Make an exact copy of the records below. Include every line.

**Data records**
════
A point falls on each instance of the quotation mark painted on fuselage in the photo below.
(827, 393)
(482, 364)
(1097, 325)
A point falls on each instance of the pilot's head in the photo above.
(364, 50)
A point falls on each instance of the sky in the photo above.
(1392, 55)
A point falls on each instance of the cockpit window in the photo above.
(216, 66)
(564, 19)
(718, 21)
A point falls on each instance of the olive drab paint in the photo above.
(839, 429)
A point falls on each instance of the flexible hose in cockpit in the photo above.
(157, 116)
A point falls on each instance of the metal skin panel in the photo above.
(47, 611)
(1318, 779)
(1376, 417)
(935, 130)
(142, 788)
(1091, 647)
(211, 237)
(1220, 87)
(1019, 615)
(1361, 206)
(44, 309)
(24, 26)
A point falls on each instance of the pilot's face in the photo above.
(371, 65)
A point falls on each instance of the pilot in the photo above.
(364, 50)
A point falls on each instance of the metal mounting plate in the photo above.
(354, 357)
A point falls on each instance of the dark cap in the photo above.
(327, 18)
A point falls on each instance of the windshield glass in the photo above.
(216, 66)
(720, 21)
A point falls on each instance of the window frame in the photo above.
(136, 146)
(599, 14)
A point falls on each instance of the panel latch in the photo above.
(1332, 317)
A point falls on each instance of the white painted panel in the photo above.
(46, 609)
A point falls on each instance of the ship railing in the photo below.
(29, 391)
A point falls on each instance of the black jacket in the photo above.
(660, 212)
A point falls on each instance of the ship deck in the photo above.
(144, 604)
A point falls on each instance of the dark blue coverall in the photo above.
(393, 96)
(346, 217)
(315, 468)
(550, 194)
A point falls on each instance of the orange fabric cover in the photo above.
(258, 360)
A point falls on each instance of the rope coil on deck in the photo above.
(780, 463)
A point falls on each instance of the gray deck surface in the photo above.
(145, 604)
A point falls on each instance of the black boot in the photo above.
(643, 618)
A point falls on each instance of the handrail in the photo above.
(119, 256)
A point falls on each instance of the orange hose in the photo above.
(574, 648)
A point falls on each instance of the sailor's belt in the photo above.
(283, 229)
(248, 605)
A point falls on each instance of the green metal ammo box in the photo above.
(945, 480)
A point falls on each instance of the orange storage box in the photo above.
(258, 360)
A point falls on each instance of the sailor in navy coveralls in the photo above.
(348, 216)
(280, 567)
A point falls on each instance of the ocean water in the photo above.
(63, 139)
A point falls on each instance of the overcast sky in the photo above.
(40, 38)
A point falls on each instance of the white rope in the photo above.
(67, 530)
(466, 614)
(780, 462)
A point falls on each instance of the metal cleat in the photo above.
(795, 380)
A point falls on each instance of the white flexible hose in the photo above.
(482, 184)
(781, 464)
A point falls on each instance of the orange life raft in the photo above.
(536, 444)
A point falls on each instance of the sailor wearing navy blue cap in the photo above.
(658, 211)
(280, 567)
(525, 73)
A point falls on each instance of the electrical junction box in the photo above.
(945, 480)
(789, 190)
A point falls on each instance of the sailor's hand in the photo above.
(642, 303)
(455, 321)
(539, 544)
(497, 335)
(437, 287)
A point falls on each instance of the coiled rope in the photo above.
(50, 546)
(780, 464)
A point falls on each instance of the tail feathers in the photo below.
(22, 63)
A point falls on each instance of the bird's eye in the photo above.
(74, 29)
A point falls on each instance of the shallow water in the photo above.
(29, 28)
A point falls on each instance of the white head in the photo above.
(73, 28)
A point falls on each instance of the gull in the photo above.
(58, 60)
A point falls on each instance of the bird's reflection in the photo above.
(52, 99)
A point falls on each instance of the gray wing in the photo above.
════
**TASK RESULT**
A point falls on each instance of the quotation mark painted on fuselage in the photo below.
(827, 393)
(482, 364)
(1097, 325)
A point falls on each instance of the pilot's head in the photo above.
(364, 50)
A point falls on each instance of the sky in the photo above.
(1392, 55)
A point falls on each instance of the cockpit window in the photo above.
(216, 66)
(564, 19)
(718, 21)
A point falls on each instance of the olive drab paint in the photo above.
(839, 429)
A point falls on each instance of the flexible hose in cockpit in the photo above.
(157, 116)
A point falls on each instance of the metal skin panel in the photo above.
(47, 611)
(1318, 779)
(1376, 417)
(935, 130)
(142, 788)
(1091, 647)
(211, 237)
(1220, 87)
(1019, 615)
(1361, 206)
(44, 309)
(24, 26)
A point falls on each instance of the pilot's face in the photo above.
(371, 65)
A point falls on each instance of the pilot in the photo above.
(364, 50)
A point falls on each instance of the metal mounting plate in the photo above.
(354, 357)
A point falls on each instance of the dark cap in the photo above.
(327, 18)
A point falls on each instance of the windshield glass in the photo above.
(216, 66)
(720, 21)
A point falls on each instance of the window frame in the photo above.
(136, 146)
(599, 14)
A point falls on each instance of the panel latch in the photo above.
(1332, 317)
A point falls on each instance of the white painted panel in the photo above.
(46, 609)
A point falls on each instance of the ship railing in the photo below.
(29, 391)
A point falls on each instance of the black jacket in the photo above.
(660, 212)
A point falls on each instance of the ship deck in the photo above.
(144, 604)
A point falls on each instance of the dark blue coverall in the photo above.
(393, 96)
(346, 217)
(315, 468)
(550, 194)
A point falls on each instance of the orange fabric cover in the photo above.
(258, 360)
A point falls on each instance of the rope coil on deck in the photo above.
(780, 463)
A point falls on each instance of the gray deck surface in the photo above.
(145, 604)
A point falls on each instance of the black boot in the photo above.
(643, 618)
A point falls on each instance of the handrail in the photo above.
(119, 256)
A point falls on each instance of the orange hose in the photo above.
(574, 648)
A point falls on each instance of the sailor's belt in the photo above.
(283, 229)
(248, 605)
A point falls on each instance of the green metal ammo box in the photo above.
(945, 480)
A point falls on each instance of the orange storage box in the photo above.
(258, 360)
A point falls on each instance of the sailor in navy coveralls in the photo above.
(348, 216)
(280, 567)
A point falls on each instance of the ocean water in the photo above.
(63, 139)
A point falls on each instance of the overcast sky in the photo above.
(40, 38)
A point falls on each instance of the white rope in the photo above.
(67, 530)
(466, 614)
(780, 462)
A point falls on each instance of the metal cleat in the photo above.
(795, 380)
A point falls on each instance of the white flexible hose in the photo above.
(482, 184)
(781, 464)
A point falls on each instance of the orange life raft in the photo above.
(536, 444)
A point falls on each instance of the sailor wearing navy blue cap in the photo above.
(658, 211)
(280, 567)
(525, 73)
A point falls on each instance of the electrical junction box in the photo above.
(945, 480)
(789, 190)
A point falls on each instance of the sailor's hand in the photo above.
(642, 303)
(455, 321)
(539, 544)
(497, 335)
(437, 287)
A point falls on each instance of the coiled rope in the photo above.
(50, 546)
(780, 464)
A point falls on each instance of the tail feathers in the photo below.
(22, 63)
A point falls on each instance of the bird's eye in the photo above.
(74, 29)
A point falls on each instance of the shallow water in the photo above.
(29, 28)
A point falls on each instance of the white head in the photo above.
(73, 28)
A point falls on each instance of the gull in the photo above.
(58, 60)
A point falls on each instance of the bird's reflection in the photo above.
(52, 99)
A point falls on each instance of the gray wing in the photo above.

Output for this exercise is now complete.